-------- Tekstfragment --------

Hoewel we het systeem zo gebruiksvriendelijk mogelijk maken, kunnen we de complexiteit van de wetgeving niet volledig wegnemen.
Waar lopen bedrijven nog tegenaan?
Tessel: "We realiseren ons dat bijvoorbeeld ETS2 een nieuwe doelgroep is, die plots geconfronteerd wordt met complexe verplichtingen. Voor hen is het portaal vaak het eerste contactpunt, en dat kan overweldigend zijn. Zeker het doorgronden van regelgeving zoals de Monitoring en Rapportageverordening (MRV) kan een uitdaging zijn." Bas: “Hoewel we het systeem zo gebruiksvriendelijk mogelijk maken, kunnen we de complexiteit van de wetgeving niet volledig wegnemen. Zeker voor nieuwe doelgroepen kan de eerste ervaring met het systeem overweldigend zijn. We zien het als onze taak om de administratie zo toegankelijk mogelijk te maken, zonder afbreuk te doen aan de vereiste inhoud. De feedback van bedrijven nemen we ook serieus genomen en wordt waar mogelijk omgezet in verbeteringen. Dat is niet alleen gunstig voor de gebruikers, maar ook voor onszelf. Beter gestructureerde data betekent immers ook dat toezicht, handhaving en analyses efficiënter kunnen worden uitgevoerd.”

-------- Gegevensuittreksel --------

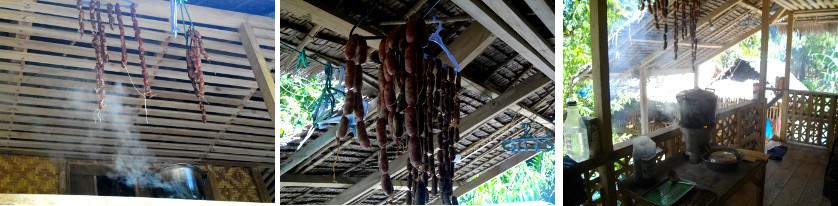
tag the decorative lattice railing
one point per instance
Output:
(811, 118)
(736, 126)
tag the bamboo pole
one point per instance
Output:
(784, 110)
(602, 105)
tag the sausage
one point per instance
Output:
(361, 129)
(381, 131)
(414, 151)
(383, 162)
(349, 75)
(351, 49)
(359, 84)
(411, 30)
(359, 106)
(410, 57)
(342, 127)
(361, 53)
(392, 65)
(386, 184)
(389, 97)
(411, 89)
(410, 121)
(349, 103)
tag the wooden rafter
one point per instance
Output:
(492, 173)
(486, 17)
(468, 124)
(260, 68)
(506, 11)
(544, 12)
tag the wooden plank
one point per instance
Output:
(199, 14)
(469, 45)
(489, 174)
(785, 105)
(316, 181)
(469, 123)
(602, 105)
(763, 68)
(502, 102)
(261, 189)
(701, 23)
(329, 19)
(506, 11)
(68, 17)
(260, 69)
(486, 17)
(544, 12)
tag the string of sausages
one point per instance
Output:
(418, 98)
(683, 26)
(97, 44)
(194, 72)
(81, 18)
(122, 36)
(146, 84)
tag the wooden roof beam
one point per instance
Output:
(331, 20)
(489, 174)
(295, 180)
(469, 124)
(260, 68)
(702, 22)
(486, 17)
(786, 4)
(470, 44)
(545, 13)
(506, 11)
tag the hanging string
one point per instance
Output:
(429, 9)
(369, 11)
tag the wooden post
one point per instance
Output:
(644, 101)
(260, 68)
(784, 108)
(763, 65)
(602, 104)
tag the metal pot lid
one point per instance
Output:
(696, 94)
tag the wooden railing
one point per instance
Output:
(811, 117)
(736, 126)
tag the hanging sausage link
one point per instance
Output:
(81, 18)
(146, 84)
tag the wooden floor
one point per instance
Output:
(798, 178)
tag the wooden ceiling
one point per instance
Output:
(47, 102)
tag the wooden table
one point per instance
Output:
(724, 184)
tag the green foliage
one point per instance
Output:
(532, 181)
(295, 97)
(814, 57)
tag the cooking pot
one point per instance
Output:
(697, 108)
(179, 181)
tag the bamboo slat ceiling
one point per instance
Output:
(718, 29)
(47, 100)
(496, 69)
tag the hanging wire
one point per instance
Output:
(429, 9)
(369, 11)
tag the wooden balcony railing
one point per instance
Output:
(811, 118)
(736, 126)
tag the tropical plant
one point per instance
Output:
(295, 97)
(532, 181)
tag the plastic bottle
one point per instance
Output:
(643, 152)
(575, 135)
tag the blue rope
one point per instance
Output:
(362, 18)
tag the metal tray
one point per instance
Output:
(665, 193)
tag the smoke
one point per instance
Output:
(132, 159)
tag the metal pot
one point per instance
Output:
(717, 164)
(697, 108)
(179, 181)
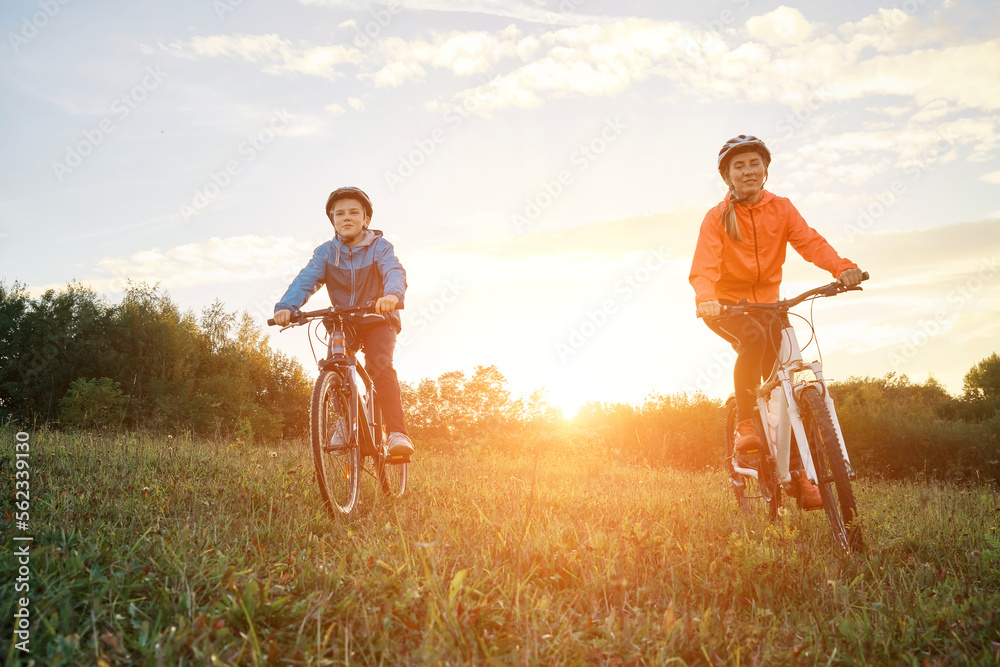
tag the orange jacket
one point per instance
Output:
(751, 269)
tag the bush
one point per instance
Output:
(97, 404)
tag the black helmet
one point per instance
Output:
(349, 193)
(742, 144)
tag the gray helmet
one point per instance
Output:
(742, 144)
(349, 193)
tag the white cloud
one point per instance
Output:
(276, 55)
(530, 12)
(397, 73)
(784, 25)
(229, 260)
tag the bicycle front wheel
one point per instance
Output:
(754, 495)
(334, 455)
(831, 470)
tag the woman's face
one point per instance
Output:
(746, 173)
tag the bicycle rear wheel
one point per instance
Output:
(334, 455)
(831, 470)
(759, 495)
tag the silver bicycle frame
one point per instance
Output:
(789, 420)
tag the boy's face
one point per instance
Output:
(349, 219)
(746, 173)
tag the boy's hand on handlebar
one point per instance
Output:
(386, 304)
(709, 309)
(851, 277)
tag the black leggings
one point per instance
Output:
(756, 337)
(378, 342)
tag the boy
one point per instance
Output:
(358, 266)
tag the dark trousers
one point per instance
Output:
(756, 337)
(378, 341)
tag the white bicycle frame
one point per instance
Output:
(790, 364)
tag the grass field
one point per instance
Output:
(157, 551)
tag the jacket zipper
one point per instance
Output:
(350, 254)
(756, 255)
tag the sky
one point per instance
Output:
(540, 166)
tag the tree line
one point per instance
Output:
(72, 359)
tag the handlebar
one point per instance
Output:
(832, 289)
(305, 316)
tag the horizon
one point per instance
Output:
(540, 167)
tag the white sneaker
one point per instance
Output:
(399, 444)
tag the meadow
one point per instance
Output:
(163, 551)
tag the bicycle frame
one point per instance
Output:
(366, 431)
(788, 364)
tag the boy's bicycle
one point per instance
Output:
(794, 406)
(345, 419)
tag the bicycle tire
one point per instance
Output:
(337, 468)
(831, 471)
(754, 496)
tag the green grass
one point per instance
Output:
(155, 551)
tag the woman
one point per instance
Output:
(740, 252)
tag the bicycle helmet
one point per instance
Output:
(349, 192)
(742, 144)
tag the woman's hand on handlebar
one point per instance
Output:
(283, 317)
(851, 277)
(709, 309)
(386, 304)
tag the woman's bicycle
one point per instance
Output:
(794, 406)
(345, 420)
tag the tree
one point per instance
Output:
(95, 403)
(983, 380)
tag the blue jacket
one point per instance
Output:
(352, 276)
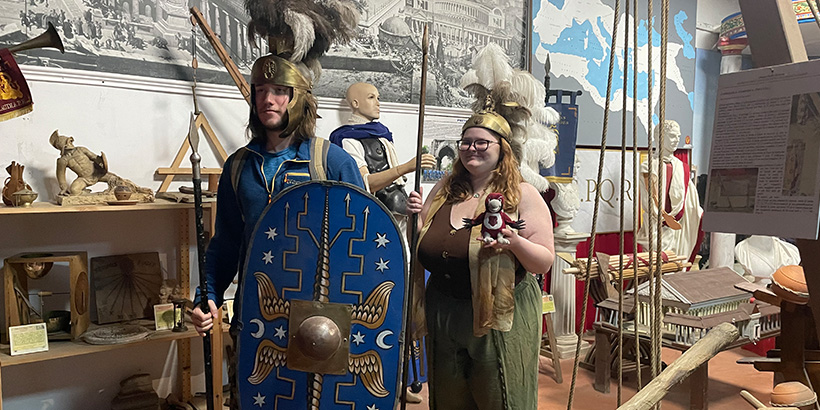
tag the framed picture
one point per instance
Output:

--------
-------- Gegevensuittreksel --------

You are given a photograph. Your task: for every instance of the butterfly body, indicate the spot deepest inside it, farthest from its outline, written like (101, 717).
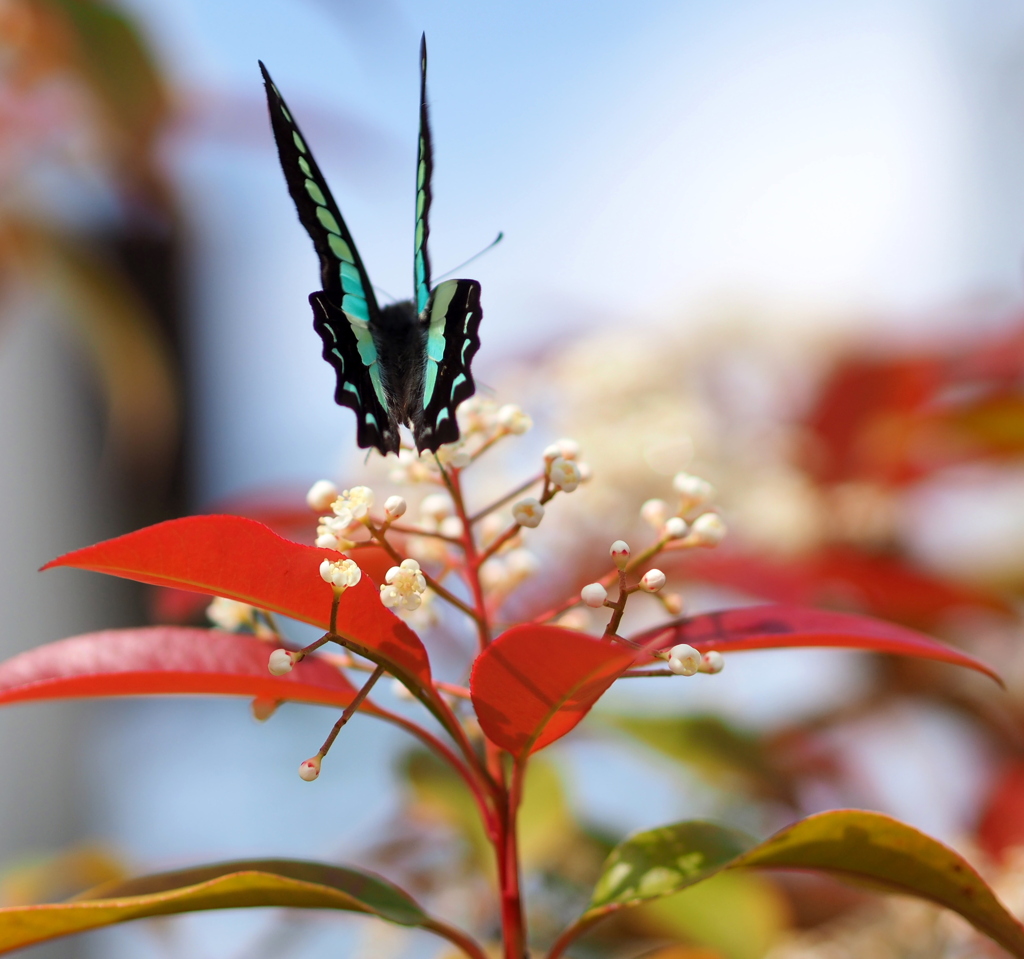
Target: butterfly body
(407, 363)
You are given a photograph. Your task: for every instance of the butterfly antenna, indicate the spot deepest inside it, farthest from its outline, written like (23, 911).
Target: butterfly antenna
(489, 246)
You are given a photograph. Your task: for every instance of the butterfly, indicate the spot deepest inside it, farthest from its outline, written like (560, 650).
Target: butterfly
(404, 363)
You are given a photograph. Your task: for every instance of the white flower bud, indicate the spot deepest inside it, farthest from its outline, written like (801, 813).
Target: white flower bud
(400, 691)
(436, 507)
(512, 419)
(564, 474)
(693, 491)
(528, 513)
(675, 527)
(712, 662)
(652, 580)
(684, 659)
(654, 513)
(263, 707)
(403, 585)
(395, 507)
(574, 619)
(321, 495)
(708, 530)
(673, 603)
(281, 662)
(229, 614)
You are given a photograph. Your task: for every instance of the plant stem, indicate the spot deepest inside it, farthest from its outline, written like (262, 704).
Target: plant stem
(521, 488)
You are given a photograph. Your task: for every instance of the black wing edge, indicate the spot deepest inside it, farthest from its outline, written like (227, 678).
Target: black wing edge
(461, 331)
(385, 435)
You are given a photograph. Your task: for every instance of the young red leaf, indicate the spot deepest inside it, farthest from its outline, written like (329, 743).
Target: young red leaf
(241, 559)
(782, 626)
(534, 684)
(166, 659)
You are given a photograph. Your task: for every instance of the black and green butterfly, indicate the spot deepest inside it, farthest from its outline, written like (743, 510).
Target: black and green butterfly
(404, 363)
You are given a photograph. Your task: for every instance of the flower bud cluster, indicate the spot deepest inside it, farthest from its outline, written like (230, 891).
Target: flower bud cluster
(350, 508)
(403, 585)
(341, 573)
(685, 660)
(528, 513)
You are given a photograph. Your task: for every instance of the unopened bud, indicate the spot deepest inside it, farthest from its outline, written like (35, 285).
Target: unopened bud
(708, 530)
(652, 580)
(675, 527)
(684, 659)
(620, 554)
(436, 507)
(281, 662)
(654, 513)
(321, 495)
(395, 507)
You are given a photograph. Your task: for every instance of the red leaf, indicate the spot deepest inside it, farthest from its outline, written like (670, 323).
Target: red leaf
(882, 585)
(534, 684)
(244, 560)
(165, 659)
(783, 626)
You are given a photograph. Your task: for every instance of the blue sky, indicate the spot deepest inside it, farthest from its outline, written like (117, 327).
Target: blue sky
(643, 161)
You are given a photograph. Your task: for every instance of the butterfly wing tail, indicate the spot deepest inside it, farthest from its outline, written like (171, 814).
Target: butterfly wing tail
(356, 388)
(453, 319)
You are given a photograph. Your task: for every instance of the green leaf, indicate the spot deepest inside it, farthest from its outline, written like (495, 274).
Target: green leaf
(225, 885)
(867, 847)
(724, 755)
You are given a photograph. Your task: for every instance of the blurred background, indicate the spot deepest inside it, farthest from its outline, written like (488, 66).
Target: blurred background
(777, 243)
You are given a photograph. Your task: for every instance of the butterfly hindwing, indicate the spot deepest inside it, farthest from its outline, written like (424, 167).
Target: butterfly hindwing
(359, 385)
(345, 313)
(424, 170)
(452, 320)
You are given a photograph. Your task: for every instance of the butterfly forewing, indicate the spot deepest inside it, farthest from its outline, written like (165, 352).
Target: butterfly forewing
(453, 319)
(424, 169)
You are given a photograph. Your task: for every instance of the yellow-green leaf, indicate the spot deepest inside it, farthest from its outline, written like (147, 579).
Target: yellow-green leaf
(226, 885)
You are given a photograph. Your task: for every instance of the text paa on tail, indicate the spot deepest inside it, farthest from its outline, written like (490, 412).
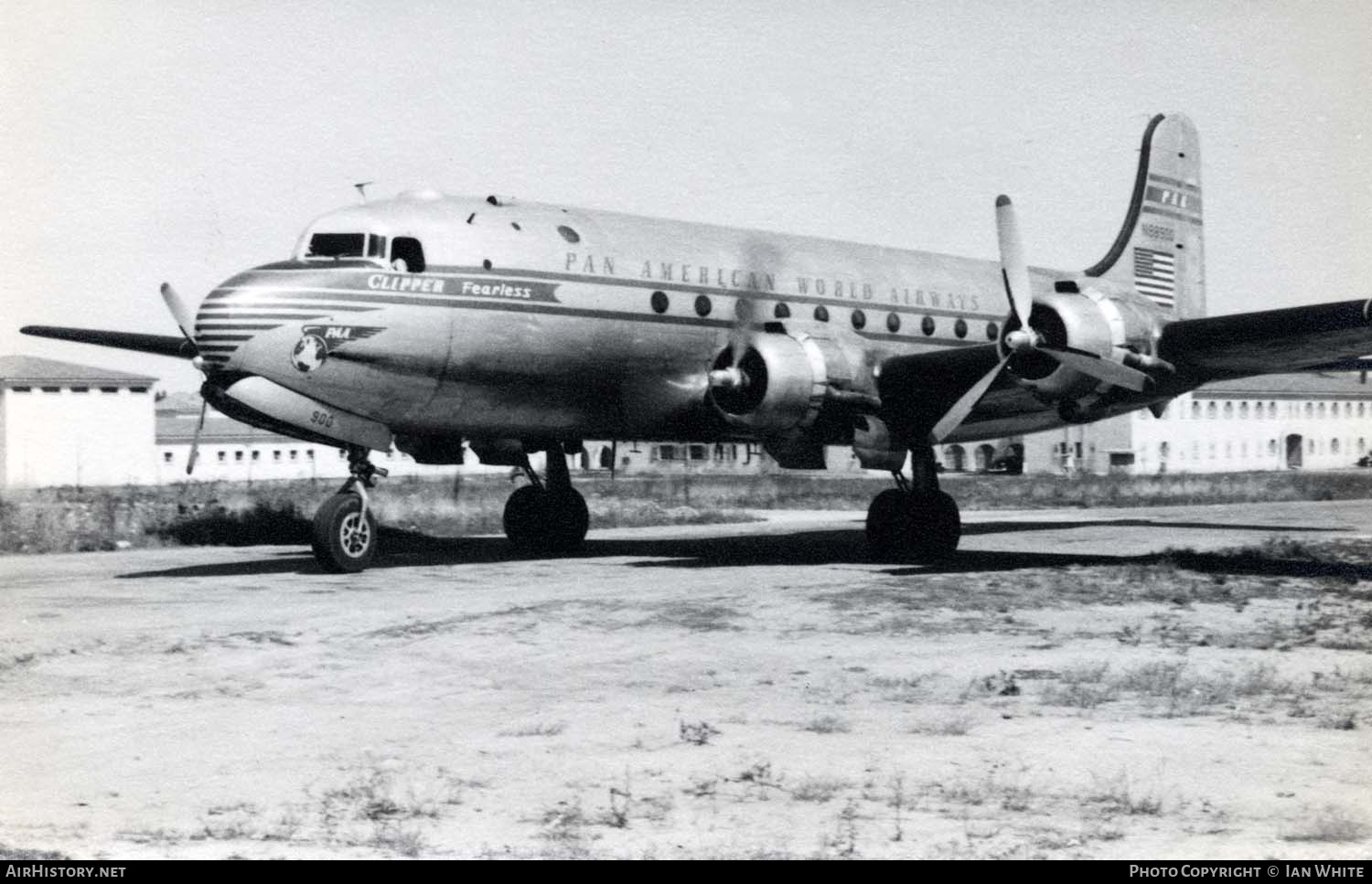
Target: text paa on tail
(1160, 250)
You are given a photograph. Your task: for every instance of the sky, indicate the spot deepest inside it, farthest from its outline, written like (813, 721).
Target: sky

--------
-------- Gegevensuittreksel --------

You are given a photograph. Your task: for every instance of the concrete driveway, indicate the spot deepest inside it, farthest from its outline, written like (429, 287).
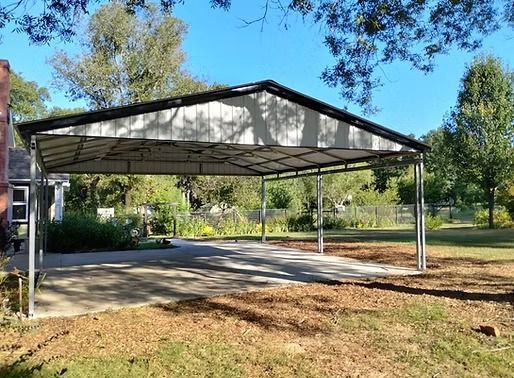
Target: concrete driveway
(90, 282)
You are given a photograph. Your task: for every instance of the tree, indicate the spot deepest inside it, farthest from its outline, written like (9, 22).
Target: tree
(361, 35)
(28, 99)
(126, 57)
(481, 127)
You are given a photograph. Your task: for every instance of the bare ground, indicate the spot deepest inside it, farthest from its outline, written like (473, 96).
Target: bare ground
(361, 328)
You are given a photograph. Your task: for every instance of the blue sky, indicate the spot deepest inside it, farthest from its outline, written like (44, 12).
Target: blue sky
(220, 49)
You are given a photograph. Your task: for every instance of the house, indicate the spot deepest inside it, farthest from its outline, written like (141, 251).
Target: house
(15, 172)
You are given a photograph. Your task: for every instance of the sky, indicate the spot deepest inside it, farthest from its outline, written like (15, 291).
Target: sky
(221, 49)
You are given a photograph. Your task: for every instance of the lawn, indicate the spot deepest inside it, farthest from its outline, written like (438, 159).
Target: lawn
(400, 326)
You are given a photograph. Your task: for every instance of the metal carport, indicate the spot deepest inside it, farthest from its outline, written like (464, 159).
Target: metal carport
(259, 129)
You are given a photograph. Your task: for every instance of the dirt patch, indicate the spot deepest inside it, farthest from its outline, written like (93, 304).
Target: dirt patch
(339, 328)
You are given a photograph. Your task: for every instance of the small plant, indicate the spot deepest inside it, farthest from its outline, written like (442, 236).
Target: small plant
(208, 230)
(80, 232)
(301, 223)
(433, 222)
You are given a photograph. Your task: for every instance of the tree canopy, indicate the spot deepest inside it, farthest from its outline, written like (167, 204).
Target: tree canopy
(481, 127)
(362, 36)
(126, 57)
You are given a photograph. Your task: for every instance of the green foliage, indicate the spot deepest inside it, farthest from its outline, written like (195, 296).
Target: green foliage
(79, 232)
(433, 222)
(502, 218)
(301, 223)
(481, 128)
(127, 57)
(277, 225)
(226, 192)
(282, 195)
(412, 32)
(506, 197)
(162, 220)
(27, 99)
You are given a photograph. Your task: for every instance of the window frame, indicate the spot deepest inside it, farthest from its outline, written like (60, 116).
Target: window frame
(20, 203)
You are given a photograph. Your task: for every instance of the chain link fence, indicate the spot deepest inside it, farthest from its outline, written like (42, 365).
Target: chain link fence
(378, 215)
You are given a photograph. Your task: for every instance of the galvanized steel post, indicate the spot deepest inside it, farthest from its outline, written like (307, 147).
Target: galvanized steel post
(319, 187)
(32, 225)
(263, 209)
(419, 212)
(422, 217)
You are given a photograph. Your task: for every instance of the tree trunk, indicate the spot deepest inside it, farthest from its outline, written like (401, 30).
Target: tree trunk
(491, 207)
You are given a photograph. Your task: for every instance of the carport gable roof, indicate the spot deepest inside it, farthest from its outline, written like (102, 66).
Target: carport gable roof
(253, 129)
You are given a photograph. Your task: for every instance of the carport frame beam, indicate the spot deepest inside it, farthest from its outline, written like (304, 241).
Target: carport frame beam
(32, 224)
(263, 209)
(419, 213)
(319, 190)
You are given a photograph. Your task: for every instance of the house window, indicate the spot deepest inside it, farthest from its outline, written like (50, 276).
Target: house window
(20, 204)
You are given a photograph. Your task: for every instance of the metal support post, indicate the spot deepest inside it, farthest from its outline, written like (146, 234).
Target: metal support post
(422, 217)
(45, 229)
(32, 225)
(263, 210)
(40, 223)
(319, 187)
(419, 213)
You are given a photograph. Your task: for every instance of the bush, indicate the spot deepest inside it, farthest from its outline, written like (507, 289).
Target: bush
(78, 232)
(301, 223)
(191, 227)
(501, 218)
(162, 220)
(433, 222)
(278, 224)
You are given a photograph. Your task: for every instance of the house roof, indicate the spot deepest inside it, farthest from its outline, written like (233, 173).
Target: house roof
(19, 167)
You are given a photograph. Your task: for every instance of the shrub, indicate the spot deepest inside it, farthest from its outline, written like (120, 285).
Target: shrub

--------

• **Opdrachten**:
(1) Leg in één tot drie zinnen uit waarom het omzetten van feedback in verbeteringen volgens Bas in het tekstfragment over het portaal en ETS2 ook gunstig is "voor onszelf".
(2) Schrijf het tekstfragment over het portaal en ETS2 verder vanaf het punt waar het ophoudt.
De regels staan helemaal los van het tekstfragment.

• **Antwoorden**:
(1) Volgens Bas betekent beter gestructureerde data dat toezicht, handhaving en analyses efficiënter kunnen worden uitgevoerd. Daardoor helpen de verbeteringen niet alleen de gebruikers, maar ook degenen die het systeem beheren.

(2)
Werken de applicaties ook allemaal met elkaar samen?
Bas: “Door koppelingen tussen applicaties ontstaan nieuwe mogelijkheden om data te vergelijken en inconsistenties te signaleren. Een belangrijke stap in 2024 was dan ook de integratie tussen het EHP1 en EHP2. Dankzij het gedeelde Mendix-platform kunnen de systemen naadloos met elkaar communiceren. Zo kunnen bedrijven in hun emissieverslag in het EHP1 eenvoudig informatie opnemen over brandstofleveranciers uit ETS2, en vice versa. Deze koppelingen beperken de administratieve lasten voor onszelf en de bedrijven nog meer en verhogen de datakwaliteit.”
Waar zijn jullie trots op?
Tessel: “In 2024 werd het EHP-platform genomineerd voor de GovTech Innovator Award, een erkenning voor innovatieve digitale oplossingen binnen de overheid. Hoewel we de prijs niet hebben gewonnen, is de nominatie een bevestiging van de waarde van de aanpak van NEa, CLEVR en Mendix. De samenwerking is zeer waardevol en wordt door ons allemaal als bijzonder succesvol ervaren. Deze samenwerking zie je ook terug in de praktijk, we hebben inmiddels met elkaar bewezen dat we in zeer korte tijd de implementatie van nieuwe wetgeving kunnen omzetten in werkende applicaties en processen. We merken daarin van alle partijen een zelfde soort gezonde combinatie van pragmatisch en bevlogen zijn.”
Hoe ziet de toekomst er voor het team uit?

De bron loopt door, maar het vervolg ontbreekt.